__Directions__.
Work through the data line by line, gathering every line that has the word "correct".

====

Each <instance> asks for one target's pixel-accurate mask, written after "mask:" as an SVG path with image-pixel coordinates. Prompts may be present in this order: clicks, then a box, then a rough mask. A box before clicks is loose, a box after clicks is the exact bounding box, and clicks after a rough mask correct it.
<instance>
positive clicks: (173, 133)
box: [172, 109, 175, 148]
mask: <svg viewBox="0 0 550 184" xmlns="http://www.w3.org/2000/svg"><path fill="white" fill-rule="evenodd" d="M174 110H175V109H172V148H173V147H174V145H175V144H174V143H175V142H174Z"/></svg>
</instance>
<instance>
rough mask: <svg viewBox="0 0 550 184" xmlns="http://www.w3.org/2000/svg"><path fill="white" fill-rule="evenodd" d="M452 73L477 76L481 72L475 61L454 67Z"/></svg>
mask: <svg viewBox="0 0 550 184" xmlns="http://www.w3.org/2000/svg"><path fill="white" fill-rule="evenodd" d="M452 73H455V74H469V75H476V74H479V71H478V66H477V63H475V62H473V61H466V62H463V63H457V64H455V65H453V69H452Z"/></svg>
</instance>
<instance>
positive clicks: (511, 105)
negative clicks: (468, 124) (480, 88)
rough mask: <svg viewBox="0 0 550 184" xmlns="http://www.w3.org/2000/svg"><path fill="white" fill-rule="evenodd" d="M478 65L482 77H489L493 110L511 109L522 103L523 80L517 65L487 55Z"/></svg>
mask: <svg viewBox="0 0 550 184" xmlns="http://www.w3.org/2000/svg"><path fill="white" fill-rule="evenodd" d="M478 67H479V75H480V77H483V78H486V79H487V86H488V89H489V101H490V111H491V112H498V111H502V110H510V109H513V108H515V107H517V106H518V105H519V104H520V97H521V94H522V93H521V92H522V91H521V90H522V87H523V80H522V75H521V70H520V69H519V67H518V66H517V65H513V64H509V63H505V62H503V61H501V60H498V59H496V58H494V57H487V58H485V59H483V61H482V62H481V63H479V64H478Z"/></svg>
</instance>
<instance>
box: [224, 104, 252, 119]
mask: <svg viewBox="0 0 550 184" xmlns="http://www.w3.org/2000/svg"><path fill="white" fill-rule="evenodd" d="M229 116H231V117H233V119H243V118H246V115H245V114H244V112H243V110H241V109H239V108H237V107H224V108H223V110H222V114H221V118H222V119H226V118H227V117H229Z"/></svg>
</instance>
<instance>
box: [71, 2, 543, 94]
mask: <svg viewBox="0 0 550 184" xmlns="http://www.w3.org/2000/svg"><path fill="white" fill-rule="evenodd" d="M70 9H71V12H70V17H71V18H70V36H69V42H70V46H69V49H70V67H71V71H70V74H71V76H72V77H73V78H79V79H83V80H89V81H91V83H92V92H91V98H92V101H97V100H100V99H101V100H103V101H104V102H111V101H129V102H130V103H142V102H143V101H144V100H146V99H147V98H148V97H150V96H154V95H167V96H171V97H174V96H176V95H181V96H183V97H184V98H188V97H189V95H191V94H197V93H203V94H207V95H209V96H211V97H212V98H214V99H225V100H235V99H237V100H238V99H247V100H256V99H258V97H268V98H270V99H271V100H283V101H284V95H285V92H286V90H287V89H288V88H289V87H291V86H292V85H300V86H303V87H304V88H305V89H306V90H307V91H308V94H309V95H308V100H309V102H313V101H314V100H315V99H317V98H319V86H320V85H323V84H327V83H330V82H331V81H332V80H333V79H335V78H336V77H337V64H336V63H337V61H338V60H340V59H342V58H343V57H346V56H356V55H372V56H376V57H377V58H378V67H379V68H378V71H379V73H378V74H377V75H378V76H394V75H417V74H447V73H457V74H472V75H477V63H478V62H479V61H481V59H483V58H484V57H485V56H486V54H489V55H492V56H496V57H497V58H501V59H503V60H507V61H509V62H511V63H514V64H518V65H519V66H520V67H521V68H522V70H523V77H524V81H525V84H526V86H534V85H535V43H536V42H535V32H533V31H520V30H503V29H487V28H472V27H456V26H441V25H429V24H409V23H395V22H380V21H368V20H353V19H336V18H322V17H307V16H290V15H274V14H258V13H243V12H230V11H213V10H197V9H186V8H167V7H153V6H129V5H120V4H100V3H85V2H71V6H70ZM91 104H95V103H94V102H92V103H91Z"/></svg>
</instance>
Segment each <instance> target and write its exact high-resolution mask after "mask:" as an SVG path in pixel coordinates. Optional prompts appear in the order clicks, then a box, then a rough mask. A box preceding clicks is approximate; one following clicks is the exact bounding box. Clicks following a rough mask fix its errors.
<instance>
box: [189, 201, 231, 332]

====

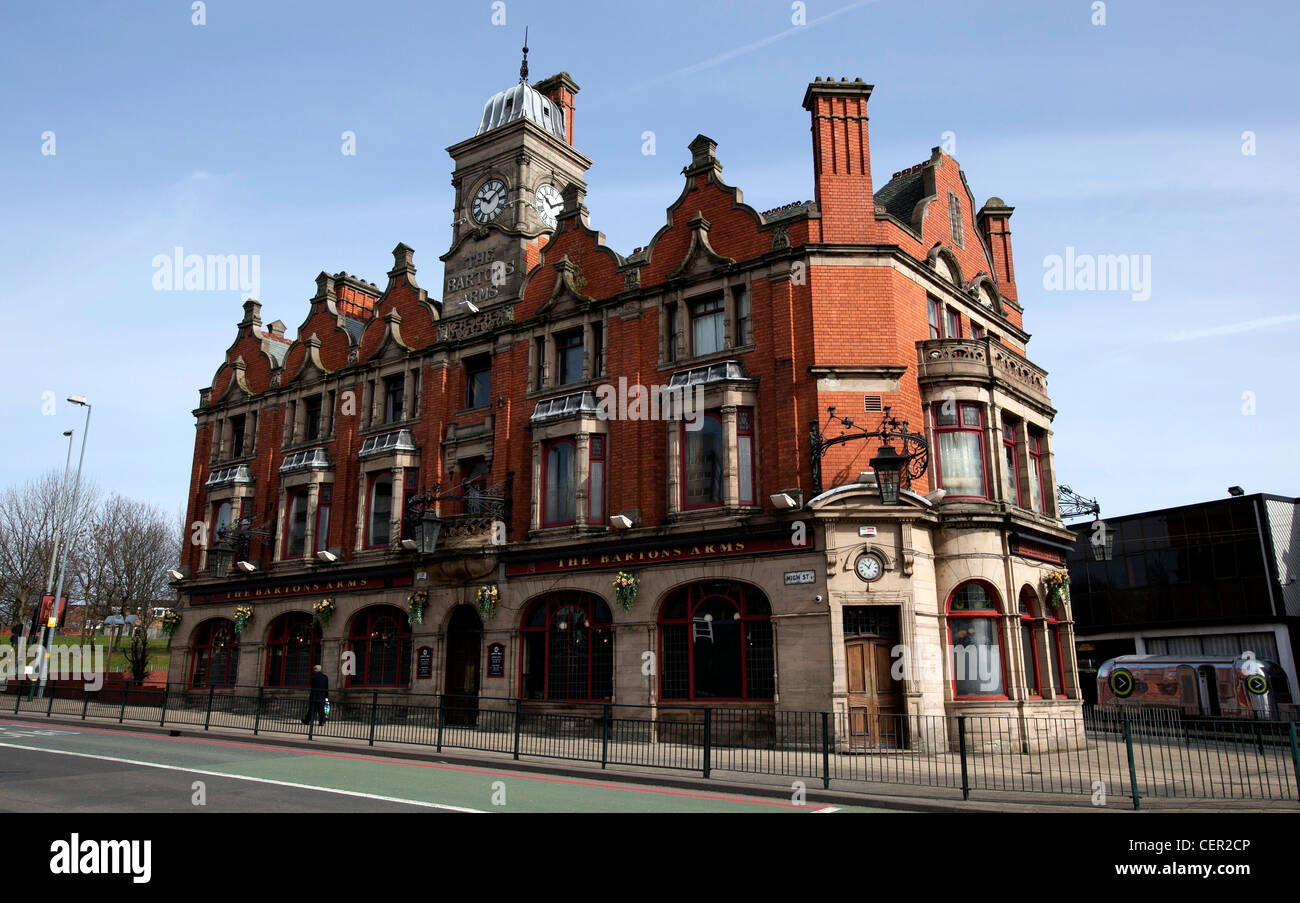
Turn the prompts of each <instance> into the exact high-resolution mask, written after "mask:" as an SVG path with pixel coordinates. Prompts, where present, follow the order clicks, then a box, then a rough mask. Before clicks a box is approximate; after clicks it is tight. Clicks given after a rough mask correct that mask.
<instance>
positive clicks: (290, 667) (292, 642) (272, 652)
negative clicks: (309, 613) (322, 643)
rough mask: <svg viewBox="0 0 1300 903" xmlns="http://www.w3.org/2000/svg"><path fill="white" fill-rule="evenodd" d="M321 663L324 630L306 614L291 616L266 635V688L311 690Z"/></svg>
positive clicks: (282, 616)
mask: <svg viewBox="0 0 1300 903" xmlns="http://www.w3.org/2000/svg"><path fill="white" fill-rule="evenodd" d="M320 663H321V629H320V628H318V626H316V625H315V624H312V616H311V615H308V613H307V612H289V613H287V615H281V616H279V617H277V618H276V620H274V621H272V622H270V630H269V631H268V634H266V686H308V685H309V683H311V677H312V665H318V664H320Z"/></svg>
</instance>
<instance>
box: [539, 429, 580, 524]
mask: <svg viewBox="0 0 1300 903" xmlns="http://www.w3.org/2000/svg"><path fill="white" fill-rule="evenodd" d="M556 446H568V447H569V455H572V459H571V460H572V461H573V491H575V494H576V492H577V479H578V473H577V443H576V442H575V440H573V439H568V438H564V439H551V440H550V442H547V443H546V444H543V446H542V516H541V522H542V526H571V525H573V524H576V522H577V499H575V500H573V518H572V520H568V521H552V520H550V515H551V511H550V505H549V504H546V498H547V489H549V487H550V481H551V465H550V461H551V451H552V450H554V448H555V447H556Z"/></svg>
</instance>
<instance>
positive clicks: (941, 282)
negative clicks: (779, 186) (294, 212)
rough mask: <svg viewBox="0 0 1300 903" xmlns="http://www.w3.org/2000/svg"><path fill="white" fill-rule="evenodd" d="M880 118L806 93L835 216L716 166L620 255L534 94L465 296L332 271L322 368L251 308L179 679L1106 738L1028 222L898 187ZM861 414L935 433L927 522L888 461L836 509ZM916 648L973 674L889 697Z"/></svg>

====

__Your response__.
Each <instance> asks for one target's pixel-accurate mask, written after "mask:" as an SVG path with image-pixel coordinates. Prompts may be present in this order: clicks, then a box, then a rough mask. A box before clicks is loose, a box after clicks is the exact bounding box, and clicks after a rough mask correct it.
Turn the prompts of each <instance> into the exact high-resolution mask, written after "mask:" as an SVG path with pixel coordinates. Prompts, where present, follow the order clicks, then a box, then a rough mask. Before clicks a box is approximate; after clicks it is tight. Clicks given after a rough mask correct that mask.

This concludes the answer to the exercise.